(Excerpt to read begins)
One elderly woman from Argolida in Eastern Peloponnese died from West Nile virus infection on Wednesday. She is the first victim this year of the disease that is transited through the bite of a mosquito infected with the virus.
The 90-year-old woman was infected with the West Nile virus, got encephalitis and died.
Two more people are hospitalized, one of them in Intensive Care Unit with encephalitis.
The woman’s death comes three weeks after the West Nile virus infection broke out in Argolis after a two-year pause.
On Thursday, another elderly woman died on the West Nile disease.
The outbreak area remains active, Nafplion, Argos and Mykene are the areas where new patients are constantly recorded.
Experts from the Greek Center for Disease Control and Prevention (KEELPNO) point out that more infections are expected in the areas above, while they do not exclude West Nile virus infections also in other geographic areas.
(Excerpt to read ends)
(Data block begins)
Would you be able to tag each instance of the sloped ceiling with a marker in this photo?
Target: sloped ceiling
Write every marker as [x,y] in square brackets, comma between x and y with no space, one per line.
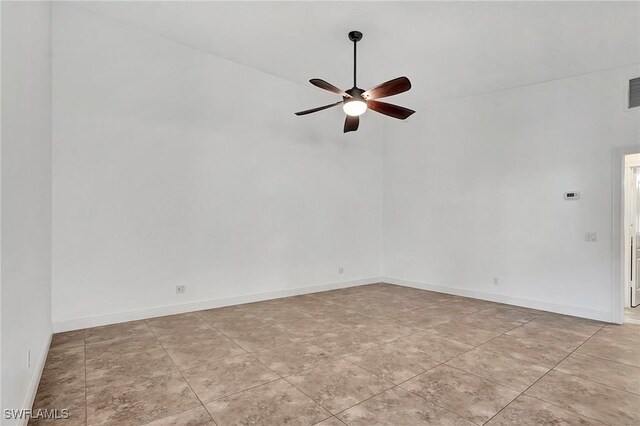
(Data block ends)
**Work instructions**
1. How old was the woman whose death on Wednesday the West Nile report describes?
2. Write out the West Nile report word for word, beginning at the words "Two more people" and stopping after "a two-year pause.".

**Answers to the tasks**
1. She was 90 years old.

2.
Two more people are hospitalized, one of them in Intensive Care Unit with encephalitis.
The woman’s death comes three weeks after the West Nile virus infection broke out in Argolis after a two-year pause.